-- Pasaje citado --
━━━━━━━━━━

A las cinco y uno de la tarde. Desde hace dos semanas lo repito cada día, a las cinco y uno en punto. Sucede así. Abro la ventana del cuarto de baño, coloco mi pierna izquierda sobre el váter a modo de bastón, apoyo mi torso pálido en la mocheta y tomo el sol. Es un gesto torpe que me equipara con un árbol o una flor, pero durante diez minutos —exceder esa cifra implica deshacerse como una vela— es posible ser y solamente ser, olvidarme de estar en un mundo que no es más raro ahora que antes. Ya lo era… y mucho.
Cierro los ojos. El calor cae de golpe sobre un párpado y mi mente vuela lejos, se hace nube, más que nada porque todo lo relacionado con la vida en la tierra, con sus sapos bufos, Nacho y el sexo, las hogueras de América, nuestra rabia y sus derivas, el próximo ataque de los alienígenas y un grupo de monos que huyen con muestras de Covid-19 dejará de ser noticia. Ahora la única sorpresa es que el mundo continúa con su movimiento de rotación. Sigue a lo suyo. Y gira, y gira, y gira.

━━━━━━━━━━

-- Listado mostrado --
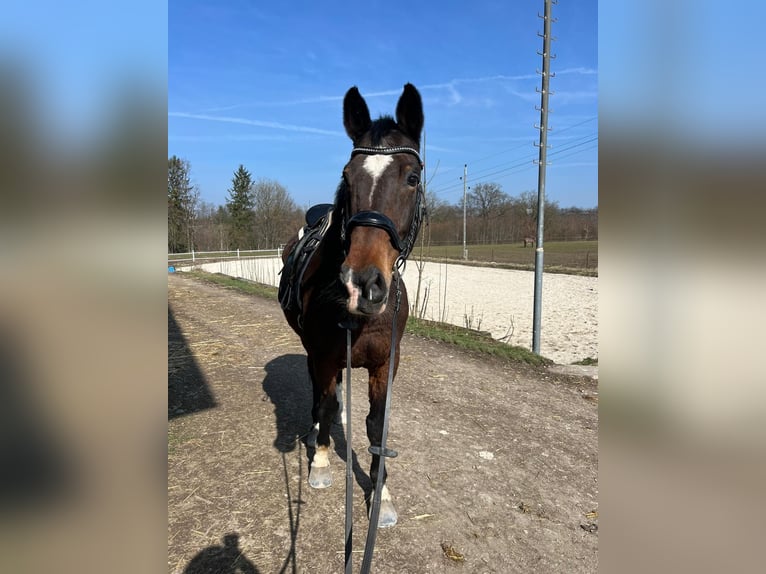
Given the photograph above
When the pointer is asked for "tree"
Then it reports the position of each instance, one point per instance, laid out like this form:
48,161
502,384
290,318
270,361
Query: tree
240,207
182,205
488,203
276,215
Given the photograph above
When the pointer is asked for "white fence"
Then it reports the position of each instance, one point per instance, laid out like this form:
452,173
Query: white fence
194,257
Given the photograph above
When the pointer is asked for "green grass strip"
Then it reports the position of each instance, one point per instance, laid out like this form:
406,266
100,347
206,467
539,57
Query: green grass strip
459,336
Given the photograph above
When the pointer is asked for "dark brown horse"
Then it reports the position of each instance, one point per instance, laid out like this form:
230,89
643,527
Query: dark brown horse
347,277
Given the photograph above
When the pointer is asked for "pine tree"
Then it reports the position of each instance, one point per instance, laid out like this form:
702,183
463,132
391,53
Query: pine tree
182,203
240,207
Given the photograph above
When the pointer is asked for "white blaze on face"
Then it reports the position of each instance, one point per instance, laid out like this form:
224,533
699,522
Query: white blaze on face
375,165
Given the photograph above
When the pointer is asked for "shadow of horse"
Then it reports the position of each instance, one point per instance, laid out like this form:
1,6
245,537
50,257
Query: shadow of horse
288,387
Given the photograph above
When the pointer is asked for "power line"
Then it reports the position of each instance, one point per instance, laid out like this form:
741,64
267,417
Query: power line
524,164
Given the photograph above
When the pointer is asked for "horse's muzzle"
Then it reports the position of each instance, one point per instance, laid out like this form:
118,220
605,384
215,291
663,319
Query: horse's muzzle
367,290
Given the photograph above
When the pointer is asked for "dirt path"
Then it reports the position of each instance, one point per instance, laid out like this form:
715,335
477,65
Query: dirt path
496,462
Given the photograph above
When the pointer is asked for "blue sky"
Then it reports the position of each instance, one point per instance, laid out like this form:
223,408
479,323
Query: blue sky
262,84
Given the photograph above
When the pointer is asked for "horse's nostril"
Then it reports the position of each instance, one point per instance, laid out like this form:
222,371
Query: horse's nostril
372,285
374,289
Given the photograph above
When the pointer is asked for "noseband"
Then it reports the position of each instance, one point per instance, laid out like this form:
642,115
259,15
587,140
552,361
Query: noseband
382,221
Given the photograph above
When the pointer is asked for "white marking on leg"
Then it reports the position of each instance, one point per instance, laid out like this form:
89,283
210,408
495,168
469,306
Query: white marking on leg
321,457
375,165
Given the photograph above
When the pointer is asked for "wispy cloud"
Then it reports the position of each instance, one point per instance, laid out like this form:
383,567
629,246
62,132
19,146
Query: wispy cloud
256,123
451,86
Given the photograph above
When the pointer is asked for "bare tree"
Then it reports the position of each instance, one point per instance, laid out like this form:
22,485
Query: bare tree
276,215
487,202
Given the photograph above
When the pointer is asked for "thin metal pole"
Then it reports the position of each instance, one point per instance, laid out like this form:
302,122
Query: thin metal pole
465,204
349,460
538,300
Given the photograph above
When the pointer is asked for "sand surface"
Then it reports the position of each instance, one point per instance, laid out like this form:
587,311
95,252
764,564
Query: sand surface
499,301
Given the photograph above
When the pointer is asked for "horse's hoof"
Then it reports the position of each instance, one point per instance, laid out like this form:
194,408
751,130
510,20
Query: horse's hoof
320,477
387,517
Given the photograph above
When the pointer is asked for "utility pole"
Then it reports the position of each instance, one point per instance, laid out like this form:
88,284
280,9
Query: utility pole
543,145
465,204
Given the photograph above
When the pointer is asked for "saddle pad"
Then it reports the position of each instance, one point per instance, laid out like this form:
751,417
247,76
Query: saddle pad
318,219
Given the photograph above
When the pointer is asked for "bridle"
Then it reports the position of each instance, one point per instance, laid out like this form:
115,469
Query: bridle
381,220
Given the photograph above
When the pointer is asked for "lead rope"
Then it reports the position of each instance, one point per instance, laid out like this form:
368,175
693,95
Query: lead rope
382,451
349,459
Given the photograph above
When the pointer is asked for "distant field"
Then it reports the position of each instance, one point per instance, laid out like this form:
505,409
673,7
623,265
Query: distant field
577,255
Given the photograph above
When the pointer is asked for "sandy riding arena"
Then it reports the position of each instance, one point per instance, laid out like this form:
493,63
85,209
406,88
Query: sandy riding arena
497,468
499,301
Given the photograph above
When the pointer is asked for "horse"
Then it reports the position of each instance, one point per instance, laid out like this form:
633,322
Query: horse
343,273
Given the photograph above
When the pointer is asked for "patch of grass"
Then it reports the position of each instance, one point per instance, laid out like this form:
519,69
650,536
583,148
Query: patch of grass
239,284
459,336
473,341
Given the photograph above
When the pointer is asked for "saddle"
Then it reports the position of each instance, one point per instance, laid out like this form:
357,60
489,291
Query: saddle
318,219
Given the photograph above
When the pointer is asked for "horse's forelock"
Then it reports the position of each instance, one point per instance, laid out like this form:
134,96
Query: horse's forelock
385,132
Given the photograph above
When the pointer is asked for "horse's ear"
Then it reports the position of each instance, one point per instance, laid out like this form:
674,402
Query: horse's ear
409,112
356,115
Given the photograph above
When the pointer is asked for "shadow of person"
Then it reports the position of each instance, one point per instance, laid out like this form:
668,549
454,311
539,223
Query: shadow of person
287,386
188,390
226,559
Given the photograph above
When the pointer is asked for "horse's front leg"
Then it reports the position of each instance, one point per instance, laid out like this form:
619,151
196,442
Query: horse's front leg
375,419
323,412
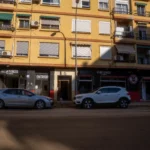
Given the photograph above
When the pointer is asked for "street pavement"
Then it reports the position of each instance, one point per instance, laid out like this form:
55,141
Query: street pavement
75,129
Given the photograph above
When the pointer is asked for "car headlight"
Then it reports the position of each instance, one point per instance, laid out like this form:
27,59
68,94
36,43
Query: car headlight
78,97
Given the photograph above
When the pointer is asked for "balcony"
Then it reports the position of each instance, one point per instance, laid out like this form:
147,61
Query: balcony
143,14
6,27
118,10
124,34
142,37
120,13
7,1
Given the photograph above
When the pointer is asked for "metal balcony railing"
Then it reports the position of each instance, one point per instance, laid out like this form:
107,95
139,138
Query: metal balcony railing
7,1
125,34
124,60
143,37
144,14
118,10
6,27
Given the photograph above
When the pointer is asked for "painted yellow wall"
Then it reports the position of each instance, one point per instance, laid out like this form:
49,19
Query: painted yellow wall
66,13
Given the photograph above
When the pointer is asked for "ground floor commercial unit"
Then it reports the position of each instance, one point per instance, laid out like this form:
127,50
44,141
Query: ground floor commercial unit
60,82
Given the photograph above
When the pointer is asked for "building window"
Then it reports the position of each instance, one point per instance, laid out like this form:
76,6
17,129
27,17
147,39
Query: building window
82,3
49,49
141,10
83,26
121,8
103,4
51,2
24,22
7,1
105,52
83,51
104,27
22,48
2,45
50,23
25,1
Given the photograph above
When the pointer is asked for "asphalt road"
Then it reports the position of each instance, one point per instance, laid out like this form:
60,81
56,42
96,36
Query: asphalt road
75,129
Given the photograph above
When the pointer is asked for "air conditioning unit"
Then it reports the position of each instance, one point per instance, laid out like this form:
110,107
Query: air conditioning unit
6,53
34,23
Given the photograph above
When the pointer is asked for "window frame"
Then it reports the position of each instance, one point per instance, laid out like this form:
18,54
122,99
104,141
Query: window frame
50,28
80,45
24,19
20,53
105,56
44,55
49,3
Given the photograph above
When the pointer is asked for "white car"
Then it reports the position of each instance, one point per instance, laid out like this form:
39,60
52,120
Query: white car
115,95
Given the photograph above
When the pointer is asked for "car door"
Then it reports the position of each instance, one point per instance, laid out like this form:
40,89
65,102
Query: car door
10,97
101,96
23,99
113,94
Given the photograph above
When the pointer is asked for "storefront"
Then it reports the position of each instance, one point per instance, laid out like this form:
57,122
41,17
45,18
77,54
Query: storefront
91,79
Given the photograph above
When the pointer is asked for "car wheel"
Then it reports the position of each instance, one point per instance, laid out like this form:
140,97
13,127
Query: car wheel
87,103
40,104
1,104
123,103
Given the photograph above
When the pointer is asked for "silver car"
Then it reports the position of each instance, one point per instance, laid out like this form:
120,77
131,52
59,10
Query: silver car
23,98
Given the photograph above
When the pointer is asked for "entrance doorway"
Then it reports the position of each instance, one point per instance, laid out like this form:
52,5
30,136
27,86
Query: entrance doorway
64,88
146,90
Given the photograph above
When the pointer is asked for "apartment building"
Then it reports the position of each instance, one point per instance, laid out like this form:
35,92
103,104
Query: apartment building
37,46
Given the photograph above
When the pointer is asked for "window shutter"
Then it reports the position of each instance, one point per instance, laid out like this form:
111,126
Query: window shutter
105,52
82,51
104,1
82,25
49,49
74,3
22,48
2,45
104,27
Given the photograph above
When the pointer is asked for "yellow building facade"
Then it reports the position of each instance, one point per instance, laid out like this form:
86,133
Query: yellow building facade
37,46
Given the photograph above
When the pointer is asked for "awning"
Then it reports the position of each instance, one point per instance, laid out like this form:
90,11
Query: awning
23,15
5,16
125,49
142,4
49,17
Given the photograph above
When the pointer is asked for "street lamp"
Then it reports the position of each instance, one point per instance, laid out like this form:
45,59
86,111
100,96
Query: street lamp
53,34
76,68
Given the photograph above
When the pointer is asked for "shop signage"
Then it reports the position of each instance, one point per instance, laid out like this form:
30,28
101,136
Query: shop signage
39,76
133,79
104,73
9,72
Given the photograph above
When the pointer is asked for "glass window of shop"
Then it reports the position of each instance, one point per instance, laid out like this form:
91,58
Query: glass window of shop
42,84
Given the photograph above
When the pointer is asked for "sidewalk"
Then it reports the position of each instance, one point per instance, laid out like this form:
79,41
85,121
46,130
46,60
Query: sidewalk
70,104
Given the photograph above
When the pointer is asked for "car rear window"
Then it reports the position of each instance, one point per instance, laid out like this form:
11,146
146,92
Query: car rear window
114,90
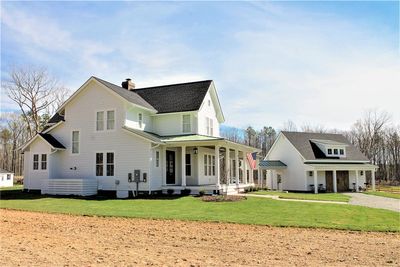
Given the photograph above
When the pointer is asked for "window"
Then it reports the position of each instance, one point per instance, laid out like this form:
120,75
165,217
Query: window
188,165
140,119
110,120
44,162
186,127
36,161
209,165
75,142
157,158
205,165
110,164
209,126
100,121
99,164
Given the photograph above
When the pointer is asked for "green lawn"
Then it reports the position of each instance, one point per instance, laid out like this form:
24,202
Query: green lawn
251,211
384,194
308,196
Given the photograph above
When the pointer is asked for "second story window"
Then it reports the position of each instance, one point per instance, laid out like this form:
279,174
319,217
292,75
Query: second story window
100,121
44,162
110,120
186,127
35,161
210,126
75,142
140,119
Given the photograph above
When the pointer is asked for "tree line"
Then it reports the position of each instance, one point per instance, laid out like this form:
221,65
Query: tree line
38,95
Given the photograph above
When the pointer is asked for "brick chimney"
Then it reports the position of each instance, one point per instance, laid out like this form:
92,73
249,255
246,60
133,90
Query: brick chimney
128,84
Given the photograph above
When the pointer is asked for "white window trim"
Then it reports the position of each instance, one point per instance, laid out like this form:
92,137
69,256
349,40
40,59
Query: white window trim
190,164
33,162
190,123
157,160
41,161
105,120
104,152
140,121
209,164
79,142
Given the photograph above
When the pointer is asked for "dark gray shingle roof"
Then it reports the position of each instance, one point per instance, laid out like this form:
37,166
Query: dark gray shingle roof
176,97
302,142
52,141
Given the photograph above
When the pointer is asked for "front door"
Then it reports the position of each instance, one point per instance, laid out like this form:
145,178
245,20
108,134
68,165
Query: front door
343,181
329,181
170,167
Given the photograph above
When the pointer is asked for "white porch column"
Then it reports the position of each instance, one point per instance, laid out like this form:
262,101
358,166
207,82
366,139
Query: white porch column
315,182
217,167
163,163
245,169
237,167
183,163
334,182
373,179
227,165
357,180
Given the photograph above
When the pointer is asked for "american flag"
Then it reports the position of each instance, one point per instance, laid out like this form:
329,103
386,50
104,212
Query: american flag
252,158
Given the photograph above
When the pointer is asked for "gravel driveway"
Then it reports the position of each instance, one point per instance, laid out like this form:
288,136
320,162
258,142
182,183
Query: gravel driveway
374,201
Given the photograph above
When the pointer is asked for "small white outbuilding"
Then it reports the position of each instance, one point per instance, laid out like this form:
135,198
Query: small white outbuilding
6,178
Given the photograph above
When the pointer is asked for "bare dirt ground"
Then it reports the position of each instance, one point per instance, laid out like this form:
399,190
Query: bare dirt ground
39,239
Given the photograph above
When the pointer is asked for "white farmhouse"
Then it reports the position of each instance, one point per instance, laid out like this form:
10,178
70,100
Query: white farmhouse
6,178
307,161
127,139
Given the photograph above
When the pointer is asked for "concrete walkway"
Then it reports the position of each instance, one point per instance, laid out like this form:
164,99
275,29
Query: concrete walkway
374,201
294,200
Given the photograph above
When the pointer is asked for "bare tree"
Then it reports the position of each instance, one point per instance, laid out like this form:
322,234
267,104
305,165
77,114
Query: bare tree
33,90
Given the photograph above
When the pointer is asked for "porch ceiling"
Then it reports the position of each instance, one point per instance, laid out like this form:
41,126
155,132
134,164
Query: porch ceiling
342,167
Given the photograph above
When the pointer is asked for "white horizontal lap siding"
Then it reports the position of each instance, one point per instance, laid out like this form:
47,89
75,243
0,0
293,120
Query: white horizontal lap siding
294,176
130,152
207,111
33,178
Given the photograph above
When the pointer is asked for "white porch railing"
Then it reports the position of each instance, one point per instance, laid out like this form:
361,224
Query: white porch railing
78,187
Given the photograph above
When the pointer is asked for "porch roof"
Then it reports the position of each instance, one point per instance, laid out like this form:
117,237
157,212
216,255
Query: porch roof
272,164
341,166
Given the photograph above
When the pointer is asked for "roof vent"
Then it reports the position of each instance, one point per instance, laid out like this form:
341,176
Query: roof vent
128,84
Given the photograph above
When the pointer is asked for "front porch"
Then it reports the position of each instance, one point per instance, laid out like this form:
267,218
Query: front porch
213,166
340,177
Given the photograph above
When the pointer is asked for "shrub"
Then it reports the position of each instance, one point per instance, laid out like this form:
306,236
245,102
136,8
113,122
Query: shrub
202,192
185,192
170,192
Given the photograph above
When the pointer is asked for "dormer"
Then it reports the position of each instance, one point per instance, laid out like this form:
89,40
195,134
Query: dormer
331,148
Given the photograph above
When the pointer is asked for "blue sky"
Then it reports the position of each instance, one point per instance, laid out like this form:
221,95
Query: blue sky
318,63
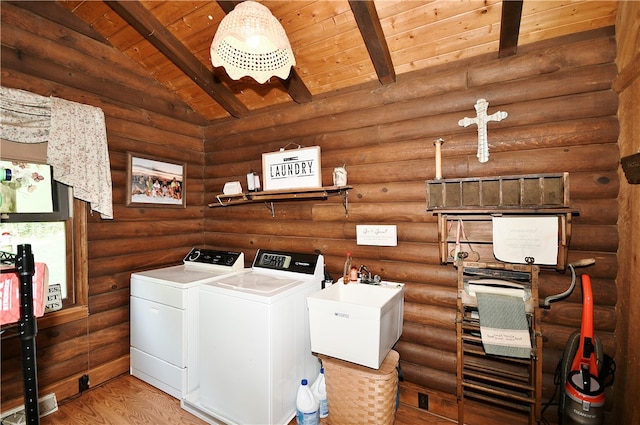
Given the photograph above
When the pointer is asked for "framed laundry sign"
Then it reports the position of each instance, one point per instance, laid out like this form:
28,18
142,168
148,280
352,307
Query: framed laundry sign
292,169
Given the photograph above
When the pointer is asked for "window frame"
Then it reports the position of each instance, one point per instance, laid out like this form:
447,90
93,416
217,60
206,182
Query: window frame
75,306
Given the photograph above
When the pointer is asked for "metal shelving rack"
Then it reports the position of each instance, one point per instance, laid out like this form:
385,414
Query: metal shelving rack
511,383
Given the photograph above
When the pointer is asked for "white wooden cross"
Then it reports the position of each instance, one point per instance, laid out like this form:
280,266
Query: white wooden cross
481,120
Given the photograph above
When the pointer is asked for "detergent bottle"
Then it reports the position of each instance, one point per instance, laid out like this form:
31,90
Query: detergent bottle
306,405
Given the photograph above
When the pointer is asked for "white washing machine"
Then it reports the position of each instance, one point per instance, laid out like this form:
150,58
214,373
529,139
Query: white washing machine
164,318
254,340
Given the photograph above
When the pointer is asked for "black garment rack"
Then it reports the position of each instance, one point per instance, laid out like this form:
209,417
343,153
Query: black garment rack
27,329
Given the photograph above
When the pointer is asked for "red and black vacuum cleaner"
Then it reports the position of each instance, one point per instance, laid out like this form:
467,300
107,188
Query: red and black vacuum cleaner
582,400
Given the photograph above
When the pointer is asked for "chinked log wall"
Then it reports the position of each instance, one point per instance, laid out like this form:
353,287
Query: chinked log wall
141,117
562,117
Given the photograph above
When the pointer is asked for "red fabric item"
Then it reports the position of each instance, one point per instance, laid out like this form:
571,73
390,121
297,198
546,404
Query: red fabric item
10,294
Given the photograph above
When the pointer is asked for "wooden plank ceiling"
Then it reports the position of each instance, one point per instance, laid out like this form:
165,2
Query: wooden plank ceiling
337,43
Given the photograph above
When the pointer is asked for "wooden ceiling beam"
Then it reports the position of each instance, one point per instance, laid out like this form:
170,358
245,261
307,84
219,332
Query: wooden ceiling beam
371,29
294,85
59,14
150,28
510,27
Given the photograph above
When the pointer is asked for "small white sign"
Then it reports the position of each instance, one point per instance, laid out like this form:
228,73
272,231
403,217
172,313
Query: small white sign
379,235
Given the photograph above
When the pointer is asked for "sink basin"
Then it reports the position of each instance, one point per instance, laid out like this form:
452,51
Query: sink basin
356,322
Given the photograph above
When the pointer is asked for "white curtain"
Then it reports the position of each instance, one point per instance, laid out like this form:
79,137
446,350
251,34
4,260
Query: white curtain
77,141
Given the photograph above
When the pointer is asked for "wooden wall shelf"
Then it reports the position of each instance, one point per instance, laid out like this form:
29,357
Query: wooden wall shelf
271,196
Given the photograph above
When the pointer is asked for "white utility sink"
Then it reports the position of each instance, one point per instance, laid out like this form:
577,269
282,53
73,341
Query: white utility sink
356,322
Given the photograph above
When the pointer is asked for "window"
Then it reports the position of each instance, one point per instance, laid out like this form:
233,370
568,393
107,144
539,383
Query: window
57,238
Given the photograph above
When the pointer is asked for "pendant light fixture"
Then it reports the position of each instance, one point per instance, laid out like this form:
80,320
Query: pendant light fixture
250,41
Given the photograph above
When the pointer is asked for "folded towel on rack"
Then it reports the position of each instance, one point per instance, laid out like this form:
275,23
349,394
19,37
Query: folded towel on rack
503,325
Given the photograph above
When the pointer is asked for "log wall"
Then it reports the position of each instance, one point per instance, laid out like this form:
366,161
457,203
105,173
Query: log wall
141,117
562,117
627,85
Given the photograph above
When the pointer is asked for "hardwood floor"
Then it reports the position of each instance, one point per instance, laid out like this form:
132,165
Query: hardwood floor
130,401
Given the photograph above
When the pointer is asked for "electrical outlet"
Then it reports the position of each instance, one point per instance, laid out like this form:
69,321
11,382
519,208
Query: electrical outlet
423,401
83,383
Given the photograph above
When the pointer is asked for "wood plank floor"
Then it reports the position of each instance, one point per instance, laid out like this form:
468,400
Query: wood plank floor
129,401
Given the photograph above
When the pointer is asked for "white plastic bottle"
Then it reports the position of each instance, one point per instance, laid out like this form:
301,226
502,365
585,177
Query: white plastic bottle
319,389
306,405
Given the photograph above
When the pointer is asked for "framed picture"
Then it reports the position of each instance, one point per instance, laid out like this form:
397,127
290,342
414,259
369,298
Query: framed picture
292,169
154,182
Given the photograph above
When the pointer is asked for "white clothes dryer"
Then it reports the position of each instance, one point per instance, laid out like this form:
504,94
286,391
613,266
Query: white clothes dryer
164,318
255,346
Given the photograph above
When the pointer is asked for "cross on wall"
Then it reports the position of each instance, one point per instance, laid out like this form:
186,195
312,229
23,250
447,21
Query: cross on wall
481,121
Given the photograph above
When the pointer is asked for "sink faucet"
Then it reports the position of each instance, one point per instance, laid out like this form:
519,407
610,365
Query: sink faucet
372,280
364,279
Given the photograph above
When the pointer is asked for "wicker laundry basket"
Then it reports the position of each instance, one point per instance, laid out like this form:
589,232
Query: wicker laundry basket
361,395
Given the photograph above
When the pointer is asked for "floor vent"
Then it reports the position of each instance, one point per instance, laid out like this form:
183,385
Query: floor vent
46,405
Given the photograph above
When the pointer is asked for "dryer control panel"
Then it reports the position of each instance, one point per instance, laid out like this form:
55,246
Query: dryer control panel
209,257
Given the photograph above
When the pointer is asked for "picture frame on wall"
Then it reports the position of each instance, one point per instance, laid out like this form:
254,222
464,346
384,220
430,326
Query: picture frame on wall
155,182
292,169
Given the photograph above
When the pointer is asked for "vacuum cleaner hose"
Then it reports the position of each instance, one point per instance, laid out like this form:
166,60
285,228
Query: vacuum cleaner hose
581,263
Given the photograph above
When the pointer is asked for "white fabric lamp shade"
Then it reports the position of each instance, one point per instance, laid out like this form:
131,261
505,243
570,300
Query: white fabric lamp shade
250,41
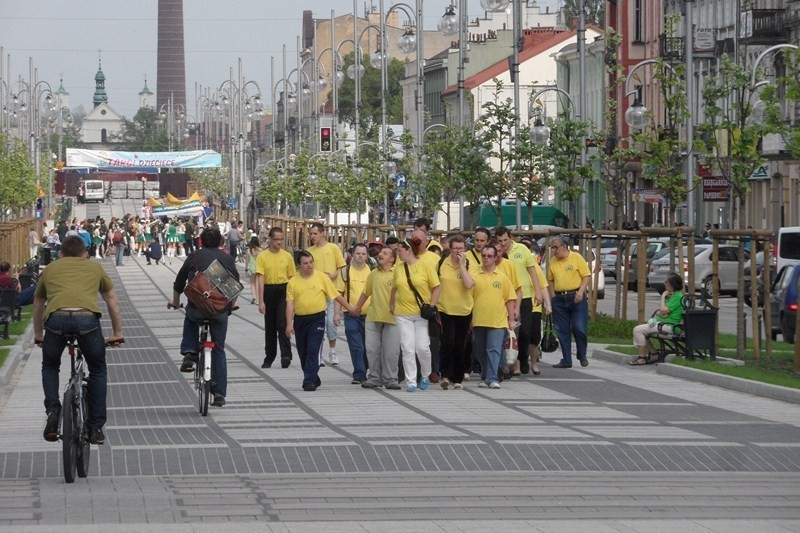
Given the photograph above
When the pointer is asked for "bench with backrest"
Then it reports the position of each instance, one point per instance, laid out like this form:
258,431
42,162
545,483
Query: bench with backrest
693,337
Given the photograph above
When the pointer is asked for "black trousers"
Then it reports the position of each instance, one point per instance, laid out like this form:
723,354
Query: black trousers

━━━━━━━━━━

-- Tu tarea --
Prosigue el texto sobre el sol en la ventana del baño a partir de su última frase. El listado no tiene relación con el texto sobre el sol en la ventana del baño.

-- Respuesta --
Regreso al estar. El viento me despeina y agita la copa del cerezo en el jardín de enfrente. Madrid late, araña con sus tejados planos y esas antenas que apuntan hacia un futuro 5G. A las cinco y once el leopardo lucha con la paloma y el reloj se resiste a dejar de dar las horas. Cierro la ventana. Mi piel está tibia y recuerdo la ilusión del mañana, el mismo una hora más tarde que ahora vale más que antes porque, a pesar de todo, sigue siendo. Otro milagro invisible se obra en un cuarto de baño.